■ JOB ■
Pick up the agreement excerpt below on Loeb's release of ZTHI after its last sentence and continue it.

■ EXCERPTED TEXT ■
<<<<

If ZTHI is in full compliance of this
Agreement and is not otherwise in breach of the Engagement Letter, effective on
the ninety-second (92) day after the payment described in Section 3(a) above,
Loeb, on its own behalf and on behalf of the Loeb Group, hereby releases and
forever discharges ZTHI and the ZTHI Group of and from all manner of actions,
cause and causes of action, suits, debts, sums of money, accounts, reckonings,
bonds, bills, specialties, covenants, contracts, controversies, agreements,
promises, obligations, liabilities, costs, expenses, losses, damages, judgments,
executions, claims and demands of whatsoever kind or nature, in law or in
equity, whether known or unknown, concealed or hidden, foreseen, or unforeseen,
contingent or actual, liquidated or unliquidated, arising out of or relating to
the Patent Litigation Invoices, that any of the Loeb Group, jointly or
severally, have had, now have or hereafter can, shall or may have against the
ZTHI Group, directly or indirectly, through the date hereof. Loeb
acknowledges and agrees that ZTHI is specifically relying upon the
representations, warranties, covenants and agreements contained herein and that
such representations, warranties, covenants and agreements constitute a material
inducement to ZTHI entering into this Agreement and the transactions
contemplated herein. Loeb, on its own behalf and on behalf of the
Loeb Group, represents and warrants to ZTHI and the ZTHI Group that the Loeb
Group has not assigned, conveyed or otherwise transferred, either directly or
indirectly, in whole or in part, any of the claims against the ZTHI Group to be
released herein. The foregoing release and discharge shall not apply
to any matter arising from occurrences after the date hereof and any obligations
under this Agreement, including but not limited to, the Current
Matters.

>>>>

■ MATERIAL ■
<<<<

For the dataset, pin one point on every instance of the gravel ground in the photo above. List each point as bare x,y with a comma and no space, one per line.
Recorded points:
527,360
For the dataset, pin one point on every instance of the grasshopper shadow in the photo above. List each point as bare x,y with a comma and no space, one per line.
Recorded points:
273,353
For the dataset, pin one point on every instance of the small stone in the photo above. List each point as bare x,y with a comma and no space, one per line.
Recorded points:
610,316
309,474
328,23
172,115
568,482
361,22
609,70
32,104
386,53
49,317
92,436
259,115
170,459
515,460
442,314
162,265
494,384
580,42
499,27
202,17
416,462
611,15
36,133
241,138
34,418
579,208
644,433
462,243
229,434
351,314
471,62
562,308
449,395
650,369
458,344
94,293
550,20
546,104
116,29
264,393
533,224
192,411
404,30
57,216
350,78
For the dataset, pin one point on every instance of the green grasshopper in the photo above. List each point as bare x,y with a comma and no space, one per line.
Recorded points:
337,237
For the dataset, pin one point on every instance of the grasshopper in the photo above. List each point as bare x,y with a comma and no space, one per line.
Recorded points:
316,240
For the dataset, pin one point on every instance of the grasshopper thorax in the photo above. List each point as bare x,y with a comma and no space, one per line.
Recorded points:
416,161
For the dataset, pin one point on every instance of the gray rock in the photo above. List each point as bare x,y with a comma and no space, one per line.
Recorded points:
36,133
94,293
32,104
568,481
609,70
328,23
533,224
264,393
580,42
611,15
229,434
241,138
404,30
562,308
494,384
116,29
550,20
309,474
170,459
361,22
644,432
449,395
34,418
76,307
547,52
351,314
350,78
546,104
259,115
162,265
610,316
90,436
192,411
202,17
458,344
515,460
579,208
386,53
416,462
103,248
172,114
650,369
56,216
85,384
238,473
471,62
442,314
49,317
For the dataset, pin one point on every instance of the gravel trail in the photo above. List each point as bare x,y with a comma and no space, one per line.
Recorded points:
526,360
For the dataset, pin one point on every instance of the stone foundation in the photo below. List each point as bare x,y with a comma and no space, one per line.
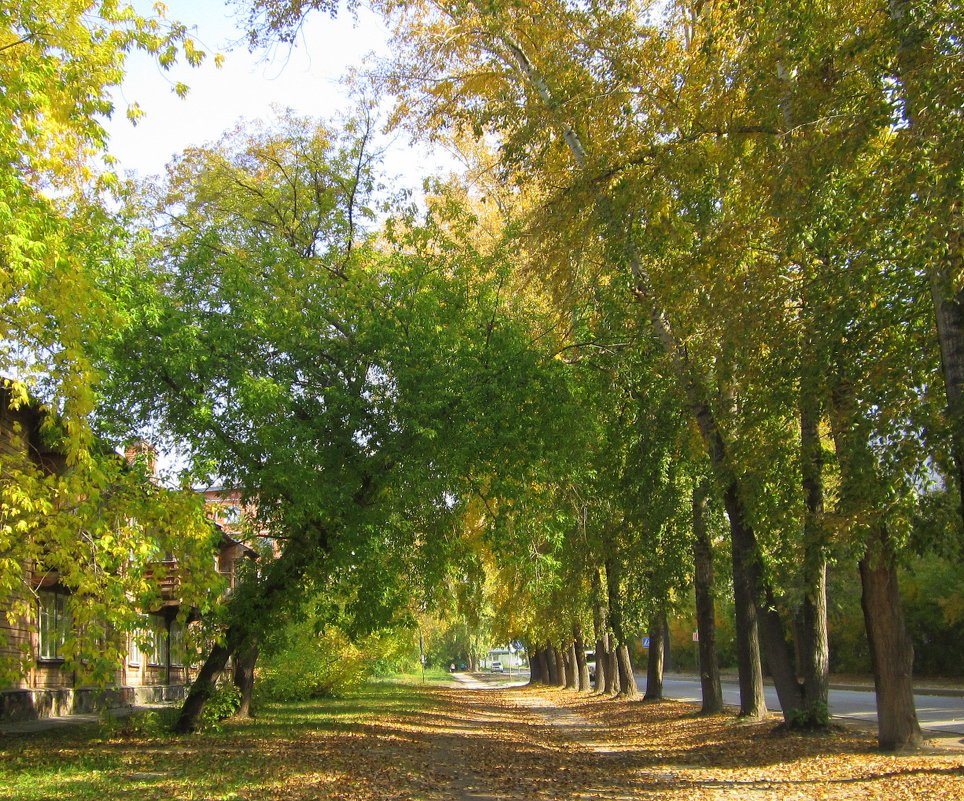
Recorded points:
17,705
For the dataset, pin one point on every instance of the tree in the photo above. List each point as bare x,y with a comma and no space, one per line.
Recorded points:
297,356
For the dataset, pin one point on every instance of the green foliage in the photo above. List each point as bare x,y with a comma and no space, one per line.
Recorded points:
310,664
139,725
223,702
816,717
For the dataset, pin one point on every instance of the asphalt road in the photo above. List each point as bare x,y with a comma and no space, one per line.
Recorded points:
938,714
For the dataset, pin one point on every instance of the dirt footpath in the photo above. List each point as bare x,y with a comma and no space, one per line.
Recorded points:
473,742
544,743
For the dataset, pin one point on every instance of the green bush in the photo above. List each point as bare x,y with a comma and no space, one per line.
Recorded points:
221,704
143,723
310,665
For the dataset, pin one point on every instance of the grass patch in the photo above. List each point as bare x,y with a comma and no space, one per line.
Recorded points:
289,748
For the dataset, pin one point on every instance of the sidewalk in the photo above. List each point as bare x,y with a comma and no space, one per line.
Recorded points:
66,721
921,687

>>>>

■ WRITTEN ANSWER ■
10. No
Inducement. The Parties warrant and represent to each other
that no promise or inducement has been offered in connection with this
Agreement, except as herein set forth, and that this Agreement is executed
without reliance upon any statements or representations by any persons or
entity, as set forth herein.
11. Binding
Effect. Upon the execution and delivery of this Agreement by
the Parties, the terms of this Agreement shall be binding upon and inure to the
benefit of the Parties and their respective legal representatives, agents,
successors or assigns as the case may be.
12. Attorneys’
Fees, Costs and Expenses. Each Party will bear its own
attorneys’ fees, costs and expenses incurred relative to this
Agreement. In the event of any dispute between the Parties regarding
the interpretation or enforcement of this Agreement, the prevailing Party shall
be entitled to payment from the non-prevailing Party of the prevailing Party’s
reasonable attorneys’ fees, costs and expenses associated with the
dispute.
13. Entire
Agreement. This Agreement, along with the Engagement Letter,
contains the entire understanding of the Parties in respect of its subject
matter and supersedes all prior agreements and understandings between the
Parties with respect to such subject matter.
14. Amendment;
Waiver. This Agreement may not be modified, amended or
supplemented except by written instrument that is (a) titled and identified on
its face as an amendment to, or modification of this Agreement, and
(b) executed by all of the Parties. No failure to exercise and
no delay in exercising, any right, power or privilege under this Agreement shall
operate as a waiver, nor shall any single or partial exercise of any right,
power or privilege hereunder preclude the exercise of any other right, power or
privilege. No waiver of any breach of any provision shall be deemed
to be a waiver of any preceding or succeeding breach of the same or any other
provision, nor shall any waiver be implied from any course of dealing between or
among the Parties. No extension of time for performance of any
obligations or other acts hereunder or under any other agreement shall be deemed
to be an extension of the time for performance of any other obligations or any
other acts.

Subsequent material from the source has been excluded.